• [Exercise aim] Please collect every line in the data below that contains the string "bare", matching case exactly.

____ Data for this task

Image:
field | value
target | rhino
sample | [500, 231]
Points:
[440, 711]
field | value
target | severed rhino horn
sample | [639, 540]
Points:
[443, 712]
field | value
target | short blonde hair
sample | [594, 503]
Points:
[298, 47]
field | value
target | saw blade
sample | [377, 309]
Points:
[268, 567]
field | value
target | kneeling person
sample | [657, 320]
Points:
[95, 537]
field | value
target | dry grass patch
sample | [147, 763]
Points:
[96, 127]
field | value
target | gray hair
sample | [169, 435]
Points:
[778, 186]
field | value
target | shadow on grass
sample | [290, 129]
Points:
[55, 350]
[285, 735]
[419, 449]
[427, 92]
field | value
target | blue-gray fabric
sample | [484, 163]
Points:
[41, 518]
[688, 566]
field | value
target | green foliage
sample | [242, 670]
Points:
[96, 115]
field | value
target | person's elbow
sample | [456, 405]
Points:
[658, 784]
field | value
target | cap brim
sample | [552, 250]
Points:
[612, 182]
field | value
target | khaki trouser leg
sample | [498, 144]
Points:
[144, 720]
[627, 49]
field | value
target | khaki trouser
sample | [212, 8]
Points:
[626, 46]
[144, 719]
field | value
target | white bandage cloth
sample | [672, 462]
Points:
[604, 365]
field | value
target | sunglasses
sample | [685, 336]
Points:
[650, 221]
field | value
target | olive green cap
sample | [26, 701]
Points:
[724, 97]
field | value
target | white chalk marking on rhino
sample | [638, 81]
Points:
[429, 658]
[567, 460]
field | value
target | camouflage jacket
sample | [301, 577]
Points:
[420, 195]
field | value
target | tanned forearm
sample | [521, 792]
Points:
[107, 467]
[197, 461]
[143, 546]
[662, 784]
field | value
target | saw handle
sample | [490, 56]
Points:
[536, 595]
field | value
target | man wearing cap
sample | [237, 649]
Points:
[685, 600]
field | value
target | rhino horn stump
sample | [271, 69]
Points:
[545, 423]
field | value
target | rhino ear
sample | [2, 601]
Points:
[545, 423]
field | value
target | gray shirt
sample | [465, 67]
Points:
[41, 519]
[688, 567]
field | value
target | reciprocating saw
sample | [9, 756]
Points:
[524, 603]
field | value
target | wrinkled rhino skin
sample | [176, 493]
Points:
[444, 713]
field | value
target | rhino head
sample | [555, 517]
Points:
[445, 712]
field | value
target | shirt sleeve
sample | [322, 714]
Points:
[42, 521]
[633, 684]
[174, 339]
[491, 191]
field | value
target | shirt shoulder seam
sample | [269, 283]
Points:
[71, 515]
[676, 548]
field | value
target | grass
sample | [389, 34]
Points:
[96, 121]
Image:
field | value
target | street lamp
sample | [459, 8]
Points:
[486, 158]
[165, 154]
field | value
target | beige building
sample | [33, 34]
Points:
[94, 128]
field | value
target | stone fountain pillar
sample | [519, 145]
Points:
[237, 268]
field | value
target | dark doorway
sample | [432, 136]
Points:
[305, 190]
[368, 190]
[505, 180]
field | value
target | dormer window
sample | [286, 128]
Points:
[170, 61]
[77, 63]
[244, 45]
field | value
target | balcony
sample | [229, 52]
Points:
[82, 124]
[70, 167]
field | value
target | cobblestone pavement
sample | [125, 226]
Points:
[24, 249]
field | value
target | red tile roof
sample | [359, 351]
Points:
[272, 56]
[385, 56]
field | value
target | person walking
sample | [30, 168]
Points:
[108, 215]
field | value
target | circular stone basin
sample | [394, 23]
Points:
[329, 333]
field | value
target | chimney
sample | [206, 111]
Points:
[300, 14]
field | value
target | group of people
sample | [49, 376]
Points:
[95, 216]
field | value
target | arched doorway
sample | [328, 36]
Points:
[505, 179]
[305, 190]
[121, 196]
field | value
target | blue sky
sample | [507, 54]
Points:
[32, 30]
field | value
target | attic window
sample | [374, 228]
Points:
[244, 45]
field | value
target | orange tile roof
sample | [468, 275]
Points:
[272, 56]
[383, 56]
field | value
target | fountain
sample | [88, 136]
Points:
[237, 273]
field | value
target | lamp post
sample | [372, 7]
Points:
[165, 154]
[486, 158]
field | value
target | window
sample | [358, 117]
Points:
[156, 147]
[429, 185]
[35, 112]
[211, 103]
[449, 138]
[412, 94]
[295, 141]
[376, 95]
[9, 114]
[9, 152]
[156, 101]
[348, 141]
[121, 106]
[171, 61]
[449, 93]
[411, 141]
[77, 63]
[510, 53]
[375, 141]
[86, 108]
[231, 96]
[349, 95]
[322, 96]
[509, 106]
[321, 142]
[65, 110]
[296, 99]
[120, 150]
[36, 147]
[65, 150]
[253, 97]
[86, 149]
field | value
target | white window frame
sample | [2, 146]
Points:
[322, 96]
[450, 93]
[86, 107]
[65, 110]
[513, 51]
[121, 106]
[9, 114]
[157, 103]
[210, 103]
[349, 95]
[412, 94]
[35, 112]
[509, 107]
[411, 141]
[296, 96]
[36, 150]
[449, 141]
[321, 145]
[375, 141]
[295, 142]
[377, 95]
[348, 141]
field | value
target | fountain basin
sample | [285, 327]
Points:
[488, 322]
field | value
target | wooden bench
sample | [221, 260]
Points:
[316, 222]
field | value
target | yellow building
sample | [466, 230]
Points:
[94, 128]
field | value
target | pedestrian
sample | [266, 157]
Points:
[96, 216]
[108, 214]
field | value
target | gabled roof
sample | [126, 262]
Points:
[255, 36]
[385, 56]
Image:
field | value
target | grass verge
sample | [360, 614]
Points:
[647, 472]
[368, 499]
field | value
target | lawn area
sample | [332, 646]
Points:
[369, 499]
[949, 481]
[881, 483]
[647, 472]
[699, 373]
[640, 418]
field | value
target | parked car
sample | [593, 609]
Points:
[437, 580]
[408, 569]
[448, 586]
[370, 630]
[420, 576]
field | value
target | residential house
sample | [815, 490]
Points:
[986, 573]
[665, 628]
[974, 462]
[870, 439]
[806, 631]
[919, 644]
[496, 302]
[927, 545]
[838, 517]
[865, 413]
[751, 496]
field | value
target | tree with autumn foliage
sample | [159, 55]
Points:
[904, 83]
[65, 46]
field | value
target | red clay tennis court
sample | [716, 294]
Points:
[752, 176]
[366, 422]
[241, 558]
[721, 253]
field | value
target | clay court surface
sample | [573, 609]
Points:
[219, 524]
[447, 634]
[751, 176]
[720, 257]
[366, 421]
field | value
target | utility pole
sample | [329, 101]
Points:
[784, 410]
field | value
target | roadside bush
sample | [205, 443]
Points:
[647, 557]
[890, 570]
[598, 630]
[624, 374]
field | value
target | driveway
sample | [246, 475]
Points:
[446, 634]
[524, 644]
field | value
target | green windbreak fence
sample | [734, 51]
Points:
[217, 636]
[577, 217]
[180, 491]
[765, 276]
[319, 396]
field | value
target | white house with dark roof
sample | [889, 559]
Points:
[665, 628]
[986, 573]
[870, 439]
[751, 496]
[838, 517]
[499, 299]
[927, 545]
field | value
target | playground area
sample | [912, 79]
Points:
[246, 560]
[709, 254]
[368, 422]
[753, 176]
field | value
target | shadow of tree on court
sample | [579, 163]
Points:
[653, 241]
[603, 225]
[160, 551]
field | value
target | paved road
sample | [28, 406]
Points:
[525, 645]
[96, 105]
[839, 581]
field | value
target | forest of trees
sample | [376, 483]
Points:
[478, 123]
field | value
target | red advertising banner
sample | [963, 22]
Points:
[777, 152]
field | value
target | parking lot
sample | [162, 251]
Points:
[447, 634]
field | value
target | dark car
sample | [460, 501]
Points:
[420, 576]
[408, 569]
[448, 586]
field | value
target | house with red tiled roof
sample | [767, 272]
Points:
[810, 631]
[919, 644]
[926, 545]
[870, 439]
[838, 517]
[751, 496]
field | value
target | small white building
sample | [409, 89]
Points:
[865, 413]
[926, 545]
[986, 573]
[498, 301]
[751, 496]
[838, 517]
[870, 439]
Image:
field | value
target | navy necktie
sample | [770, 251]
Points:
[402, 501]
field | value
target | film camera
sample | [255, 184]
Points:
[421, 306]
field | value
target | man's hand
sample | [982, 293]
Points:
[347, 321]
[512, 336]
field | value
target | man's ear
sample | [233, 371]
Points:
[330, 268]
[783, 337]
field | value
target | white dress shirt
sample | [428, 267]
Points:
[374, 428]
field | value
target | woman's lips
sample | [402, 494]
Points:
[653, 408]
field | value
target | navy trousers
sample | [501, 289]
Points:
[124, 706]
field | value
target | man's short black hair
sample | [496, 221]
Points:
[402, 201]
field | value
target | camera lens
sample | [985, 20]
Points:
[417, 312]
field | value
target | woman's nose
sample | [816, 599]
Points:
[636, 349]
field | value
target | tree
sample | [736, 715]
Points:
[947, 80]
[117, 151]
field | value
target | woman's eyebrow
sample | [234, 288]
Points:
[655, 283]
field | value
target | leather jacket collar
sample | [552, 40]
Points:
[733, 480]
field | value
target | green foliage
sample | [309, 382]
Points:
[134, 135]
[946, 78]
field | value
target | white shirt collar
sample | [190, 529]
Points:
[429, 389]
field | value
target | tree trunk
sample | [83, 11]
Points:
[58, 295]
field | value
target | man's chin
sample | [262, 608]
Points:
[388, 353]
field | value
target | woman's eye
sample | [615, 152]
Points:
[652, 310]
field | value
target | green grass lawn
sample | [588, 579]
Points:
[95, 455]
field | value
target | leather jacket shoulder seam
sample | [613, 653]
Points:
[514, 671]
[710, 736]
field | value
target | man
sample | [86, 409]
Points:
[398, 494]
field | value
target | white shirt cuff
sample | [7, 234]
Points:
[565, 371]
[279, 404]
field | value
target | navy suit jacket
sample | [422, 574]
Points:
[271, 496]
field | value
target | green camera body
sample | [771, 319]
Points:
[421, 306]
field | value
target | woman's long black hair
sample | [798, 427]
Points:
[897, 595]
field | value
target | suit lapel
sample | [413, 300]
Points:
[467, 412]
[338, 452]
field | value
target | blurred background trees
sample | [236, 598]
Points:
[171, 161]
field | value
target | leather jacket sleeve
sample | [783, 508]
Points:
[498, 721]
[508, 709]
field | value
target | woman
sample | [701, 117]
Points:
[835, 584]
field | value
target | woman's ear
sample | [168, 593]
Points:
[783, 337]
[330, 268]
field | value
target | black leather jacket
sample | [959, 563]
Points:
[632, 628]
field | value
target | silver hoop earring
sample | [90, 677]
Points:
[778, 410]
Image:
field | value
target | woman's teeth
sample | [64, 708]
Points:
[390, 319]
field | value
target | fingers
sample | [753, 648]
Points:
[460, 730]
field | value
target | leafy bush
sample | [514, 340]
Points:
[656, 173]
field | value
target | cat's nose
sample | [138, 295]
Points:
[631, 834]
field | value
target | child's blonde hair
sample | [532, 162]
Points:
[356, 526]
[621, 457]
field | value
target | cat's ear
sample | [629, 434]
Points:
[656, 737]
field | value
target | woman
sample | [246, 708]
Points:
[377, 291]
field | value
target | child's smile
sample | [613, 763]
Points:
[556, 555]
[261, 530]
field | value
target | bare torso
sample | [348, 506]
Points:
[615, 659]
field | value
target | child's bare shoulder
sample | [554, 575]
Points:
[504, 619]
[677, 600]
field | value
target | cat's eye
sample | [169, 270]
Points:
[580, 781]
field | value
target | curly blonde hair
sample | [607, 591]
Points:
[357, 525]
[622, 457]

________

• [Result of the task]
target | bare torso
target | child's bare shoulder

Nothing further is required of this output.